= PROBLEM TO SOLVE =
Count the lines in the rows below that contain the string "segment", matching case exactly. Reply with the number alone.

^^^^^^^^^^^^^^^^

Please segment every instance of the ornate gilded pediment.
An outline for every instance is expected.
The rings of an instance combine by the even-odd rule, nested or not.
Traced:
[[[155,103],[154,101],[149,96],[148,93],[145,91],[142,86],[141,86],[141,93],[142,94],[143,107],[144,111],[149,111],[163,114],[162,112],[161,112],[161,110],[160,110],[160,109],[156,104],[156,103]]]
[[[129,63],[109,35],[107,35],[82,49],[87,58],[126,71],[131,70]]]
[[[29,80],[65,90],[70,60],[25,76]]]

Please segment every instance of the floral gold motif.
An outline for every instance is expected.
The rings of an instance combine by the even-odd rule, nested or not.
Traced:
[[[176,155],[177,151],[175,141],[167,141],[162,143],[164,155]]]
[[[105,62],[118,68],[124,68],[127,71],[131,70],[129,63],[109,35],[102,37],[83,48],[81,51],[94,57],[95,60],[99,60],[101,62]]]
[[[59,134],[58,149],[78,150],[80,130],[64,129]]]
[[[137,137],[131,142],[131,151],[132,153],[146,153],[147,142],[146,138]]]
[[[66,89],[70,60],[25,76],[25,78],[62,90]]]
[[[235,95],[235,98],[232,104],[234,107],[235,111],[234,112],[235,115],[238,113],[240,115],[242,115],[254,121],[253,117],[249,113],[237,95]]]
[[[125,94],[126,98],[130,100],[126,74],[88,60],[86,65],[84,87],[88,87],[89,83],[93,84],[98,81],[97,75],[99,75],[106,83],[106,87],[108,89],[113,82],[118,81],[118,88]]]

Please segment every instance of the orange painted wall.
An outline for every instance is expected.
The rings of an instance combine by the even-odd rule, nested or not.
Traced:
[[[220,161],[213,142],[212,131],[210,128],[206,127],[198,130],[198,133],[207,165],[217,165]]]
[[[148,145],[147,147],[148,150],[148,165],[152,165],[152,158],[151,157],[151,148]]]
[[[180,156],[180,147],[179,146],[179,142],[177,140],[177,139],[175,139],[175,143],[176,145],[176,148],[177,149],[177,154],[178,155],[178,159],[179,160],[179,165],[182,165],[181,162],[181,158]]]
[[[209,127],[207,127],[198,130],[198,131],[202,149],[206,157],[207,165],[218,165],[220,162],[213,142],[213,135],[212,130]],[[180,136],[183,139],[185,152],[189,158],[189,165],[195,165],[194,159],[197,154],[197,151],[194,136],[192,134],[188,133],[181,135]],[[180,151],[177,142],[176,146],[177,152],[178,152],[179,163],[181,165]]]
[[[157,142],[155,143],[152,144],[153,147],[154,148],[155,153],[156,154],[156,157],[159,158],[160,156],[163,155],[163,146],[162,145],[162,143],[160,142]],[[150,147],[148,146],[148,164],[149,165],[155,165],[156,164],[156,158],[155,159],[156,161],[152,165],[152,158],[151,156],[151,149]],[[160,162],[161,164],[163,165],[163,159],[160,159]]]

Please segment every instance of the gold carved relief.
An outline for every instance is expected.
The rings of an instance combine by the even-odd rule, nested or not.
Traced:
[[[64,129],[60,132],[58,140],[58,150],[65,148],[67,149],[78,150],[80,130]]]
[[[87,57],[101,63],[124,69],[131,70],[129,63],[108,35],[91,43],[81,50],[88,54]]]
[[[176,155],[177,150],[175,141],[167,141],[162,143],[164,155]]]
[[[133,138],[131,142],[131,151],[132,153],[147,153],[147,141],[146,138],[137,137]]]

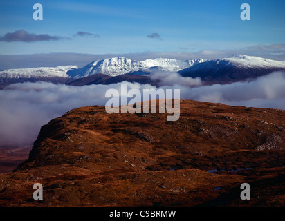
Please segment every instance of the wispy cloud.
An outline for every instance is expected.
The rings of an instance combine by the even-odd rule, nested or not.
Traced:
[[[3,37],[0,37],[0,41],[13,42],[35,42],[35,41],[57,41],[64,37],[58,36],[50,36],[47,34],[35,35],[28,33],[26,30],[21,29],[14,32],[8,32]]]
[[[77,37],[77,36],[80,36],[80,37],[89,36],[89,37],[92,37],[95,38],[100,37],[99,35],[93,34],[93,33],[86,32],[81,32],[81,31],[77,32],[75,35],[73,35],[73,37]]]
[[[285,109],[284,73],[273,73],[251,81],[194,88],[193,84],[200,84],[199,79],[173,73],[167,77],[164,83],[168,86],[159,88],[180,89],[182,99]],[[120,83],[78,87],[38,82],[12,84],[0,90],[0,146],[32,144],[44,124],[74,108],[104,105],[109,99],[105,92],[110,88],[120,91]],[[157,89],[138,83],[127,83],[127,87],[138,88],[142,94],[143,89]]]
[[[249,50],[255,50],[257,51],[276,50],[285,50],[285,44],[273,44],[268,46],[264,44],[259,44],[255,46],[248,47],[247,48]]]
[[[147,37],[151,39],[157,39],[160,41],[163,40],[163,39],[160,37],[160,35],[159,35],[159,34],[158,33],[152,33],[151,35],[148,35]]]

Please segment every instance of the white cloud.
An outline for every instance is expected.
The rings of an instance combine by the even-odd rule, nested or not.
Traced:
[[[183,99],[285,109],[284,73],[275,72],[250,82],[196,88],[183,84],[181,77],[173,74],[168,77],[165,78],[166,82],[171,82],[174,77],[176,84],[160,88],[179,88]],[[127,86],[128,90],[138,88],[141,92],[145,88],[157,89],[138,83],[127,83]],[[10,85],[0,90],[0,146],[32,144],[41,126],[52,119],[75,108],[104,105],[109,99],[105,98],[105,92],[109,88],[120,91],[120,84],[81,87],[44,82]]]
[[[154,71],[151,73],[150,78],[153,81],[160,81],[160,85],[174,86],[179,84],[189,87],[202,85],[202,81],[200,77],[183,77],[176,72]]]

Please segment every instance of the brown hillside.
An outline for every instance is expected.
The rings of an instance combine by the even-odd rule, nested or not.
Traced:
[[[285,206],[285,110],[182,100],[179,120],[167,115],[95,106],[53,119],[0,175],[0,206]]]

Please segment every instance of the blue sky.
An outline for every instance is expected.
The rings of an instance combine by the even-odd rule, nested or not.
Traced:
[[[43,6],[43,21],[33,19],[37,3]],[[250,21],[240,19],[243,3],[250,6]],[[194,52],[283,45],[284,8],[284,0],[6,0],[0,2],[1,37],[23,30],[57,39],[1,41],[0,54]],[[153,33],[160,38],[148,37]]]

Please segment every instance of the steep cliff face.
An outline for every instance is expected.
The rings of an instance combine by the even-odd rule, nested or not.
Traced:
[[[178,121],[167,115],[95,106],[53,119],[0,175],[0,205],[284,206],[285,110],[183,100]],[[255,187],[246,202],[243,182]]]

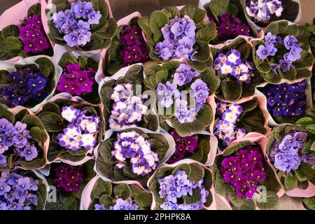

^^^^^^^^^^^^^^^^

= REPLY TO THE TASK =
9